Las camisetas de la selección están agotadas por toda la ciudad. El día va pasando entre canciones, cervezas, saludos y fotos. Los holandeses son animados, simpáticos y tranquilos.

Llega el momento de ir al estadio, que está al otro lado de la ciudad. Unos familiares de Vicente Del Bosque me cuelan en un bus de la FIFA.

El estadio Soccer City aparece de repente entre unas colinas peladas con aspecto de minas abandonadas. Se hace el silencio en el bus. Trago saliva y se me eriza la piel al ver ríos de gente de color rojo y naranja dirigiéndose al estadio. A los lados del camino se ven vendedores ofreciendo sus últimas vuvuzelas. También se ven aficionados angustiados buscando una entrada de última hora. Al lado del estadio se baila, se bebe y se canta. Estoy como una hora en este ambiente de verbena antes de entrar al campo.

Una vez dentro del estadio me quedo inmóvil, impresionado por el recinto, con la mirada perdida en una elipse de color que desprende misticismo. A mi alrededor observo a otros que dejan pasar los minutos como yo, de pie, como hipnotizados, en silencio, asimilando el momento histórico que nos ha tocado vivir. Entre ellos Perico Alonso, Mikel Alonso y Rubén Baraja. El eco continuo de las vuvuzelas no cesa. Tomo asiento y me presento a mi vecino que lleva puesta la camiseta de la roja.

—Hola, me presento ya que vamos a sufrir este partido juntos, soy Julián.

- - - -

## Objetivos
A – Resume en dos oraciones el relato de la visita al estadio Soccer City.
B – Enumera todas las personas que se mencionan por su nombre en el relato de la visita al estadio Soccer City.
C – Continúa el relato de la visita al estadio Soccer City a partir de su última frase.

## Extracto de datos
- - - -

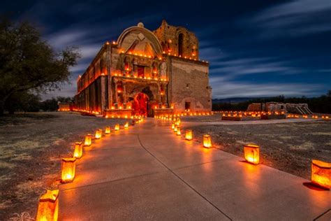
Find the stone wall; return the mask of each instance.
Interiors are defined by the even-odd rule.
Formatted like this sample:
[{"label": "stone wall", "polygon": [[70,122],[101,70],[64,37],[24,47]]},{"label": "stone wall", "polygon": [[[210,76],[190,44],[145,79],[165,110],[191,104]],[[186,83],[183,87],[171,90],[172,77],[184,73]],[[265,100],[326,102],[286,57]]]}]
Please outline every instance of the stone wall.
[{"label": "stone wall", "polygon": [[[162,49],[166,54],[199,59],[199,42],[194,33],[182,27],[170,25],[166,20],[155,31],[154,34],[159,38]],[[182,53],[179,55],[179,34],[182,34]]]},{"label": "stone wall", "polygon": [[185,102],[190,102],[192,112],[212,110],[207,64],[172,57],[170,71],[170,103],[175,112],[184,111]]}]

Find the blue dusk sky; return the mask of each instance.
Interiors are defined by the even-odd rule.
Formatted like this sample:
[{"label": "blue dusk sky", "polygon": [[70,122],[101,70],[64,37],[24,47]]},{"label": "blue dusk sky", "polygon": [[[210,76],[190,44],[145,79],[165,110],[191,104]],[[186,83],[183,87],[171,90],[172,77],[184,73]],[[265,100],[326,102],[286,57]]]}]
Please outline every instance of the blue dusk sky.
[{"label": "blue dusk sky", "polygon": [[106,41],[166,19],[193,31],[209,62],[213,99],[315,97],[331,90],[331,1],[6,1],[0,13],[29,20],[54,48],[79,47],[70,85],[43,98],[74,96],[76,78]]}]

- - - -

## Respuestas escritas
A – El narrador pasa el día en la ciudad entre canciones, cervezas, saludos y fotos, y después viaja al estadio Soccer City en un bus de la FIFA, donde ve ríos de gente de rojo y naranja y un ambiente de verbena. Ya dentro del recinto, queda inmóvil e impresionado entre el eco de las vuvuzelas, y luego toma asiento y se presenta a su vecino, que lleva la camiseta de la roja.

B –
- Vicente Del Bosque
- Perico Alonso
- Mikel Alonso
- Rubén Baraja
- Julián

C –
—Mucho gusto, soy Unai, espero que no suframos mucho.

Cuando Unai me dice que ha venido a Sudáfrica a ver a su hermano, me suena a que su hermano anda estudiando o trabajando por la zona. Al rato de conversación ya entiendo que su hermano trabaja esa noche en el estadio, bajo los palos, y se llama Iker Casillas. Al otro lado tenía a un sudafricano blanquito, apasionado seguidor del Arsenal, que me regaló su bufanda de Sudáfrica cuando más tarde, al marcar Iniesta, me vio llorar a mares y sin consuelo.

Antes del comienzo del partido, Mandela apareció por sorpresa en el césped. Los europeos nos levantamos y aplaudimos con el máximo respeto y admiración. Los sudafricanos expresaron ese respeto bailando una coreografía al ritmo de una canción para su querido Madiba —mote cariñoso de Mandela—.

Comienza el partido y la mitad del planeta mira con atención los movimientos del balón Jabulani. Del partido todo está escrito. Como en la mayoría de las finales, el partido no se desmelena hasta los últimos minutos. España tiene el balón y eso hace tener confianza en la victoria. Fútbol de toque, el de la calle, el nuestro. Ninguna selección ha tratado tan bien al balón. Se le pisa suave, se le envía con afecto, se le recibe con cariño.

Sergio Ramos tiene un par de oportunidades, otra clara de Villa, pero la ocasión de Robben en el minuto 61 se lleva la palma. El calvito patizambo se cuela entre los centrales españoles y se queda solo delante de Casillas. A Iker le sale un arito luminoso en la cabeza y desvía el remate con la pierna. Yo resoplo. Miro a Unai y este arquea las cejas como diciendo «es lo que hay, mi hermano es muy bueno».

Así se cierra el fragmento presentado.